Text excerpt:

In the current paper, we report results of experimental studies aimed at demonstrating the use of machine learning for phase space tomography, working with beam images and phase-space distributions stored in compressed form. We describe the principles of the technique, compare the results with those using a conventional tomography algorithm on the same data sets, and discuss the potential advantages of the use of machine learning for this application.
The experimental work that we present has been carried out on CLARA, the Compact Linear Accelerator for Research and Applications at Daresbury Laboratory [24, 25, 26]. Relevant features of the facility are outlined in Section II, in which we also describe the experimental technique (Section II.1), and present the results of an analysis of the experimental data using a conventional tomography algorithm, algebraic reconstruction (Section II.2). In Section III we describe and present results from the tomography analysis based on machine learning. Some conclusions from the work are discussed in Section IV.

Rows from a pointing dataset:
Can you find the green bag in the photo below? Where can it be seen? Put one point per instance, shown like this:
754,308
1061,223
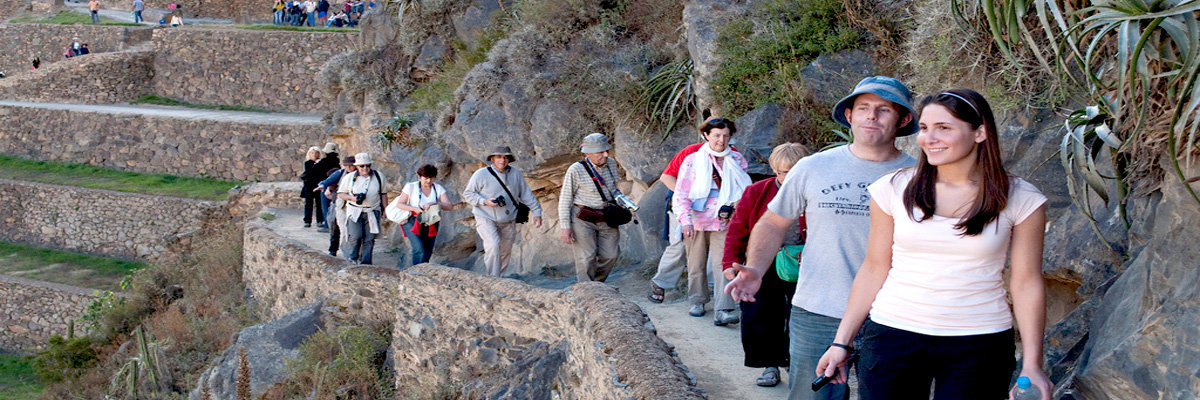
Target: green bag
787,262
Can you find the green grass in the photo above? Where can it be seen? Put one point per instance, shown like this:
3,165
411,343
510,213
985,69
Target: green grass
67,17
441,89
64,267
84,175
17,378
167,101
763,54
300,29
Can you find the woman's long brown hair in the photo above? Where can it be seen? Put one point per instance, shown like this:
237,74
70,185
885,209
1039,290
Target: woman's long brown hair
993,195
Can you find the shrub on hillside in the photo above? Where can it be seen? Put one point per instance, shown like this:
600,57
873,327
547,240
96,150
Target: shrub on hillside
340,363
762,55
65,358
192,305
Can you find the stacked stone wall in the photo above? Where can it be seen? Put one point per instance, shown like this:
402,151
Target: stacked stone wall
275,70
94,78
190,147
247,201
31,311
10,9
102,222
22,42
454,328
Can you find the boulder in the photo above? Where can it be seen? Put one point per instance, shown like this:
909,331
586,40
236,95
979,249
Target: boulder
833,76
268,347
757,136
433,52
1144,336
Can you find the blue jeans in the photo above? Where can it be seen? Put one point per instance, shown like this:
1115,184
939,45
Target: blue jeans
809,335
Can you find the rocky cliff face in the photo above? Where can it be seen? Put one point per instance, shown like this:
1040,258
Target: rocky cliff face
1121,310
539,93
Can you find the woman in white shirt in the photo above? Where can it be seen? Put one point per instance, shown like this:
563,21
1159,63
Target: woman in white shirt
931,291
425,198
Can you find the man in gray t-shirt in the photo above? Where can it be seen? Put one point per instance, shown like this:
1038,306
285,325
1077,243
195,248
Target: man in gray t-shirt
829,189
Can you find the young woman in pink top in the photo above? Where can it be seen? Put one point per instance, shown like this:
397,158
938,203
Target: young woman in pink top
709,185
930,291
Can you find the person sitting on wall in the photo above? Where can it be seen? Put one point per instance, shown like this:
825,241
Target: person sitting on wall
75,48
339,21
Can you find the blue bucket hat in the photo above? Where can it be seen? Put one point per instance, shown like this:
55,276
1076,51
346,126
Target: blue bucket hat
888,88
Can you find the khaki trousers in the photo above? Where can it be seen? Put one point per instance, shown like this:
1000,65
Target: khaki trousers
705,248
597,246
675,256
497,239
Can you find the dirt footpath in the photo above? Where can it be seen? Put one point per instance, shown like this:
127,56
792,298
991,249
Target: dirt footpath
713,353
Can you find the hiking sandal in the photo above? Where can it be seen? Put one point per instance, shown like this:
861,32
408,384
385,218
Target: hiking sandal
769,377
657,293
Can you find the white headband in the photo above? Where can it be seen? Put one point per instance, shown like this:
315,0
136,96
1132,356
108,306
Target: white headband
967,101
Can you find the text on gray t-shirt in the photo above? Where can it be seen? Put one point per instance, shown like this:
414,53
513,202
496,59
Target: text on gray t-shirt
831,190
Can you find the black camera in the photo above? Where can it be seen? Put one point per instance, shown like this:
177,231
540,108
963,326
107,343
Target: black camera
725,212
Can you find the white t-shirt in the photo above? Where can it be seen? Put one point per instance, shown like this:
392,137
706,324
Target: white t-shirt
942,282
417,198
354,183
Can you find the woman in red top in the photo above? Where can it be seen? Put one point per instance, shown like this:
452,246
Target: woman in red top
765,322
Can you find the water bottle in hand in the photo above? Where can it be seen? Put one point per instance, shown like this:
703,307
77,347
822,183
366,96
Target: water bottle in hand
1026,389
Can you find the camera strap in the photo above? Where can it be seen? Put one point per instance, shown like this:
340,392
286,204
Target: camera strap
515,201
595,180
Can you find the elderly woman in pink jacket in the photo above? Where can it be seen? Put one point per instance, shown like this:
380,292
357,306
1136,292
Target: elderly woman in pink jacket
709,185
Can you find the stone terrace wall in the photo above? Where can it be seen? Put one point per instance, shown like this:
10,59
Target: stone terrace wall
191,147
275,70
49,41
247,201
453,327
95,78
100,221
10,9
31,311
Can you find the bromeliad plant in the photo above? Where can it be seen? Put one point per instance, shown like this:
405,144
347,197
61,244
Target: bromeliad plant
669,99
1139,61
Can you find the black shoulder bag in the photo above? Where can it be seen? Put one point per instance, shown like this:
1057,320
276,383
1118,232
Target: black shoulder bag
522,210
613,214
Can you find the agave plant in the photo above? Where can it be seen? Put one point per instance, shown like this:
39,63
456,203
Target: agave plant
1089,133
145,364
1139,61
669,97
403,6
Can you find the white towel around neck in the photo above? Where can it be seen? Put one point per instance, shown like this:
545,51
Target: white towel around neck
733,179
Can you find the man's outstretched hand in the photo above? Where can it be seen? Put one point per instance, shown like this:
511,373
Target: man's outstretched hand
744,286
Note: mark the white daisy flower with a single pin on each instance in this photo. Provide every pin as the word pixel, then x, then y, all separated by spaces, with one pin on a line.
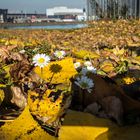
pixel 88 63
pixel 22 51
pixel 60 54
pixel 77 65
pixel 41 60
pixel 91 69
pixel 85 83
pixel 84 71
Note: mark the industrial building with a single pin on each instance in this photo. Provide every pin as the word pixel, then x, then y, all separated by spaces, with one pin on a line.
pixel 3 15
pixel 66 14
pixel 113 9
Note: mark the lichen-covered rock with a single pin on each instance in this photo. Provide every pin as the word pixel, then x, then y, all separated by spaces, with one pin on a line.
pixel 1 96
pixel 58 71
pixel 24 128
pixel 83 126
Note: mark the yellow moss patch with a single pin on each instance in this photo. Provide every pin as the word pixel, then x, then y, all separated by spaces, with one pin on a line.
pixel 128 80
pixel 107 66
pixel 58 71
pixel 82 54
pixel 24 128
pixel 45 108
pixel 83 126
pixel 1 96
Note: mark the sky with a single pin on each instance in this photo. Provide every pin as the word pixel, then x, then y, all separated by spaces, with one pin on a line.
pixel 39 6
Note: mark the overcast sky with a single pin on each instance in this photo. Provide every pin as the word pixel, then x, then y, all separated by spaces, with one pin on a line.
pixel 39 5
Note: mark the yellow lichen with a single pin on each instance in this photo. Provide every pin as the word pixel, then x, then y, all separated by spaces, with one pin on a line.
pixel 58 71
pixel 24 128
pixel 83 54
pixel 129 80
pixel 45 107
pixel 84 126
pixel 1 96
pixel 107 66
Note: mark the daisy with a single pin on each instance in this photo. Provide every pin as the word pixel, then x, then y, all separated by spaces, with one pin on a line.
pixel 85 83
pixel 77 65
pixel 87 64
pixel 84 71
pixel 22 51
pixel 91 69
pixel 41 60
pixel 60 54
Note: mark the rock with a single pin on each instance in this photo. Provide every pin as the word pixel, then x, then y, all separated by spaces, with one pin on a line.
pixel 113 108
pixel 93 108
pixel 18 98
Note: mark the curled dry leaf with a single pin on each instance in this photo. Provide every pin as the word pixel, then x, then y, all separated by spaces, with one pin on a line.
pixel 4 53
pixel 16 56
pixel 19 70
pixel 18 98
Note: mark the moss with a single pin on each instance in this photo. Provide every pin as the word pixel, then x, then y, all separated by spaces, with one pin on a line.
pixel 84 126
pixel 24 128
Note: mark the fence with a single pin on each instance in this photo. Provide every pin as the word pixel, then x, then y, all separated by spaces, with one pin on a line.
pixel 113 9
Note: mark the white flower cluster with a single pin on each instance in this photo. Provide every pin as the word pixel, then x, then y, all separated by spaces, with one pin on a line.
pixel 85 83
pixel 82 80
pixel 43 60
pixel 60 54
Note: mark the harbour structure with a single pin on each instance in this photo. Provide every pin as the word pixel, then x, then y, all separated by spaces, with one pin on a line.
pixel 113 9
pixel 3 15
pixel 66 14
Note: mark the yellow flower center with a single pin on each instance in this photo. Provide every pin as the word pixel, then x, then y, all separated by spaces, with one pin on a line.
pixel 41 60
pixel 59 54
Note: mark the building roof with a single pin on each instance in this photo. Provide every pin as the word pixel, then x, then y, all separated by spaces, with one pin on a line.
pixel 63 10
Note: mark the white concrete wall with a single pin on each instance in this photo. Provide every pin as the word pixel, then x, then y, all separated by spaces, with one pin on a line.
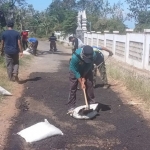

Goals:
1. List every section number mentioned in the excerpt above on phase space tomography.
2. Repeat the part of the phase space tomography excerpt above that begins at "The experimental work" and stops after "in Section IV.".

Task results:
1.
Section II
Section II.1
Section II.2
Section III
Section IV

2.
The experimental work that we present has been carried out on CLARA, the Compact Linear Accelerator for Research and Applications at Daresbury Laboratory [24, 25, 26]. Relevant features of the facility are outlined in Section II, in which we also describe the experimental technique (Section II.1), and present the results of an analysis of the experimental data using a conventional tomography algorithm, algebraic reconstruction (Section II.2). In Section III we describe and present results from the tomography analysis based on machine learning. Some conclusions from the work are discussed in Section IV.